>> start INFORMATION GIVEN

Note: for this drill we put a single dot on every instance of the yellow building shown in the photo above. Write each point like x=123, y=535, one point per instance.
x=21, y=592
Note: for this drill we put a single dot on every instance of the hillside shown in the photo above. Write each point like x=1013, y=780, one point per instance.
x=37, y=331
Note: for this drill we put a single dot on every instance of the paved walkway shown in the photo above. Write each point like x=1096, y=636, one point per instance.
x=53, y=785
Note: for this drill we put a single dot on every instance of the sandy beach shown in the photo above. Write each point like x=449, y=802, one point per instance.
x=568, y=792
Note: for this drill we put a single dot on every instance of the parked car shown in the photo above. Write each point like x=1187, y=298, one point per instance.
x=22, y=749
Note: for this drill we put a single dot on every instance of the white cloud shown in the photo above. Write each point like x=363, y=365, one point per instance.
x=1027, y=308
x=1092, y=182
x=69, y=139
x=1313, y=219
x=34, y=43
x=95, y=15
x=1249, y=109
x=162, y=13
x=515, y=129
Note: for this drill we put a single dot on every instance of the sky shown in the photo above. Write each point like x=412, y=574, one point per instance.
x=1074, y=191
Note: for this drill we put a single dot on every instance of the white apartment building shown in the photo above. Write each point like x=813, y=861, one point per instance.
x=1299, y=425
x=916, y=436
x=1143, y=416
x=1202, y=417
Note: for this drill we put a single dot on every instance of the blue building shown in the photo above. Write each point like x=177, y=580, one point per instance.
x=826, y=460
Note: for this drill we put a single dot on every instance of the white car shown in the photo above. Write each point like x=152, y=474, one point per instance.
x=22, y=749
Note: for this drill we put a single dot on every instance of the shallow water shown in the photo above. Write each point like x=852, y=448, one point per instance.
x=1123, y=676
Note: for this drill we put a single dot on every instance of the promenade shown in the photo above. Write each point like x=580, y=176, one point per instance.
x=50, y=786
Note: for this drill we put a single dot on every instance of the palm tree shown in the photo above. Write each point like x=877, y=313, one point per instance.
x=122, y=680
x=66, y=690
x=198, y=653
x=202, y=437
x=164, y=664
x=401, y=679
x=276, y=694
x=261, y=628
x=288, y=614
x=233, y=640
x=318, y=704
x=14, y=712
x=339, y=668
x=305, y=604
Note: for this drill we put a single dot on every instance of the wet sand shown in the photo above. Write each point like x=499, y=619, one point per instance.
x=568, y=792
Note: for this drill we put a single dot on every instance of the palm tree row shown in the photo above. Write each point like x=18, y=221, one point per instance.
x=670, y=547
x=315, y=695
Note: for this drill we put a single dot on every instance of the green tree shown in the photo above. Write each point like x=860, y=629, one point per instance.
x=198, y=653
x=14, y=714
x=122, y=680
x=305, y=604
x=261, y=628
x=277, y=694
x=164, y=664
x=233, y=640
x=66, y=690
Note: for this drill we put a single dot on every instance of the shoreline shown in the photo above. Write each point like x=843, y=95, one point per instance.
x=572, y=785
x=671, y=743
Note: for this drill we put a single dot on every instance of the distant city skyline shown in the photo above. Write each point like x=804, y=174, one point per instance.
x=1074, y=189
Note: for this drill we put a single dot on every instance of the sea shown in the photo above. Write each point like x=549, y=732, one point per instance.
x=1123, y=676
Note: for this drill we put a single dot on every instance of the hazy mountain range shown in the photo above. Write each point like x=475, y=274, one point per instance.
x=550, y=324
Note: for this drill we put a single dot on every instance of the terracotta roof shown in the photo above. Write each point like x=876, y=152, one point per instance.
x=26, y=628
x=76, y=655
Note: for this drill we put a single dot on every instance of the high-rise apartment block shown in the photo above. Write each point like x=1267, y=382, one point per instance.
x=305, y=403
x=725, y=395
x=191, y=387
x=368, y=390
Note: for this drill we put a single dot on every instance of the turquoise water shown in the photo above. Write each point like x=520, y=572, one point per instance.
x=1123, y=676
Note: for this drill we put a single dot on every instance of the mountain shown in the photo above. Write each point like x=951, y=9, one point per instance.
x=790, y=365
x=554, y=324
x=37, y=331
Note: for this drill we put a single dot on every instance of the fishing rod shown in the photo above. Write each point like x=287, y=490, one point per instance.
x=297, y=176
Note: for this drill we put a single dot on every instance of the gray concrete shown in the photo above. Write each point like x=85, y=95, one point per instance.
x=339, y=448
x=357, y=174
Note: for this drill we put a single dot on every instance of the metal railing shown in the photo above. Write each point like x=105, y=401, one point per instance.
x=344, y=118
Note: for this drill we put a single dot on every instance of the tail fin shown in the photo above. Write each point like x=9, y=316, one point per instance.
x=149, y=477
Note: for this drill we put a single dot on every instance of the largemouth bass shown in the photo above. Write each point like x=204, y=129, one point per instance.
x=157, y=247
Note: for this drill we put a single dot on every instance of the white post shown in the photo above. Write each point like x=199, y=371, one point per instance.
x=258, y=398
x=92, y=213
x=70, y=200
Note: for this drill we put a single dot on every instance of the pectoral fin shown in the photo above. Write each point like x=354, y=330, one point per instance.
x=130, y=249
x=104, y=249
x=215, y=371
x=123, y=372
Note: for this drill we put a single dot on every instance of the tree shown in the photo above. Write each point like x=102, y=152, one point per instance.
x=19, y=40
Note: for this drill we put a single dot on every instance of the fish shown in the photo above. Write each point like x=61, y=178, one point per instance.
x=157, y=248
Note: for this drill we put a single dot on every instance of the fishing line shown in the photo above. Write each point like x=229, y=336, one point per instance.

>> end INFORMATION GIVEN

→ EXERCISE AIM
Please lay out all the entries above as a JSON list of strings, one string per line, leaving out blank lines.

→ TASK SOLUTION
[
  "Note: for this drill we put a single dot on every instance of the yellow building shown in the photo above. Write each point like x=123, y=535, one point per instance.",
  "x=21, y=592",
  "Note: for this drill we put a single dot on every instance of the hillside shown in the photo above. Write each point like x=1013, y=780, one point per instance.",
  "x=37, y=331",
  "Note: for this drill we put a single dot on every instance of the paved walkway shown in the photo above. Write each point like x=1096, y=636, one point per instance.",
  "x=53, y=785",
  "Note: for this drill we put a single dot on every instance of the sandy beach shown in the photo above. Write each point like x=449, y=802, one point per instance.",
  "x=568, y=792",
  "Note: for this drill we put a single dot on every instance of the parked car shown in the photo above. Write each point like x=1187, y=298, one point per instance.",
  "x=22, y=749",
  "Note: for this drill we put a single dot on every instance of the white cloud shown in the photo above. Write each point like x=363, y=365, one point per instance.",
  "x=1027, y=308",
  "x=1092, y=182",
  "x=69, y=139",
  "x=1313, y=219",
  "x=34, y=43",
  "x=95, y=15",
  "x=1249, y=109",
  "x=162, y=13",
  "x=515, y=129",
  "Note: for this drill we put a single dot on every instance of the sky shown in the photo above. Write each point like x=412, y=574, one point per instance.",
  "x=1074, y=191",
  "Note: for this drill we put a single dot on every instance of the white apartment building shown in the photo above. Write each point like x=813, y=861, one point per instance.",
  "x=1299, y=425",
  "x=916, y=436",
  "x=1143, y=416",
  "x=1202, y=417",
  "Note: for this drill we put a single dot on every instance of the blue building shown in the photo above. Write each point like x=177, y=580, one point per instance.",
  "x=826, y=460",
  "Note: for this drill we put a single dot on every instance of the white car shown in the photo above. Write each point like x=152, y=474, one point per instance.",
  "x=22, y=749",
  "Note: for this drill we put a single dot on every instance of the shallow water shown in the photo above. Write each point like x=852, y=448, one point per instance.",
  "x=1123, y=676",
  "Note: for this drill we put a single dot on every instance of the promenade shown in the photo above. Write each point like x=580, y=176, one point per instance.",
  "x=50, y=786",
  "Note: for this drill we put a single dot on every instance of the palm tree shown in the photo above. Write each point like x=877, y=313, one point per instance.",
  "x=122, y=680",
  "x=66, y=690",
  "x=198, y=653",
  "x=202, y=437",
  "x=164, y=664",
  "x=401, y=679",
  "x=276, y=694",
  "x=261, y=628",
  "x=288, y=614",
  "x=233, y=640",
  "x=318, y=704",
  "x=14, y=712",
  "x=339, y=668",
  "x=305, y=604",
  "Note: for this drill we put a single dot on every instance of the wet sand shown in the photo above. Write each point like x=499, y=619, one point per instance.",
  "x=568, y=792",
  "Note: for this drill we put a single dot on every instance of the palm tree row shown in the photo above. Write each point like x=18, y=221, one point per instance.",
  "x=670, y=547",
  "x=315, y=695",
  "Note: for this drill we put a single dot on every instance of the green tree shown in the photo above. Write each point like x=860, y=629, one point per instance.",
  "x=198, y=653",
  "x=14, y=714",
  "x=122, y=680",
  "x=305, y=604",
  "x=261, y=628",
  "x=277, y=694",
  "x=164, y=664",
  "x=233, y=640",
  "x=66, y=690",
  "Note: for this drill we put a single dot on every instance of the shoreline shown in the photo above. Write each point like x=843, y=95, one point per instance.",
  "x=572, y=785",
  "x=671, y=743",
  "Note: for this drill we put a single dot on every instance of the distant city skyline shown in the photo above. Write each point like x=804, y=174, one point per instance.",
  "x=1074, y=189",
  "Note: for this drill we put a single dot on every instance of the sea shown in the photo above. Write each point like x=549, y=732, one point per instance.",
  "x=1123, y=676",
  "Note: for this drill we put a single dot on every instance of the hazy mountain range shown in the photo above. Write each point like x=475, y=274, one point per instance.",
  "x=550, y=324",
  "Note: for this drill we put a single dot on every instance of the terracotta roof shown in the photo above. Write each point like x=876, y=152, one point per instance.",
  "x=26, y=628",
  "x=76, y=655",
  "Note: for this drill we put a single dot on every instance of the high-rise apartment block shown in the photo above. Write each point like x=1267, y=382, one point per instance.",
  "x=305, y=403",
  "x=725, y=395",
  "x=191, y=387",
  "x=368, y=390",
  "Note: for this drill we put a single dot on every instance of the turquoise water shown in the photo above. Write each point like x=520, y=572, one point per instance.",
  "x=1123, y=676",
  "Note: for this drill we put a single dot on every instance of the mountain shown in the photo above. Write each point like x=951, y=9, one point per instance.",
  "x=790, y=365",
  "x=554, y=324",
  "x=37, y=331",
  "Note: for this drill we put a single dot on every instance of the fishing rod shown in the photo above. Write each point like x=287, y=490, one point per instance.",
  "x=297, y=176",
  "Note: for this drill we put a single dot on every instance of the gray concrete shown in the photo above. Write each point like x=85, y=95, one point per instance.",
  "x=339, y=448",
  "x=357, y=174",
  "Note: for this drill we put a single dot on every instance of the metal railing shown in the photo above. Write each point like x=105, y=401, one point per instance.",
  "x=344, y=118",
  "Note: for this drill we put a single dot on every instance of the tail fin shown in the photo above. Write each point like x=9, y=316, one point per instance.",
  "x=149, y=477",
  "Note: for this drill we put a single dot on every instance of the largemouth bass shown in the photo above. Write each point like x=204, y=129, one point per instance.",
  "x=157, y=247",
  "Note: for this drill we put a single dot on every instance of the white post shown in the photo above. Write each point like x=199, y=371, one point per instance.",
  "x=258, y=398",
  "x=92, y=213",
  "x=70, y=200",
  "Note: for this drill we put a single dot on every instance of the pectoral fin shown in the photo above. Write each point like x=354, y=330, one point per instance.",
  "x=130, y=249",
  "x=104, y=249",
  "x=215, y=371",
  "x=123, y=372",
  "Note: for this drill we put a single dot on every instance of the tree shown in the photo above. Write each point like x=102, y=152, one point per instance.",
  "x=19, y=40",
  "Note: for this drill we put a single dot on every instance of the fish shown in the photo above. Write each point like x=61, y=178, one point per instance.",
  "x=157, y=248",
  "Note: for this drill we put a single dot on every instance of the fishing line shown in the photo above. Write each point like x=229, y=336, one point per instance."
]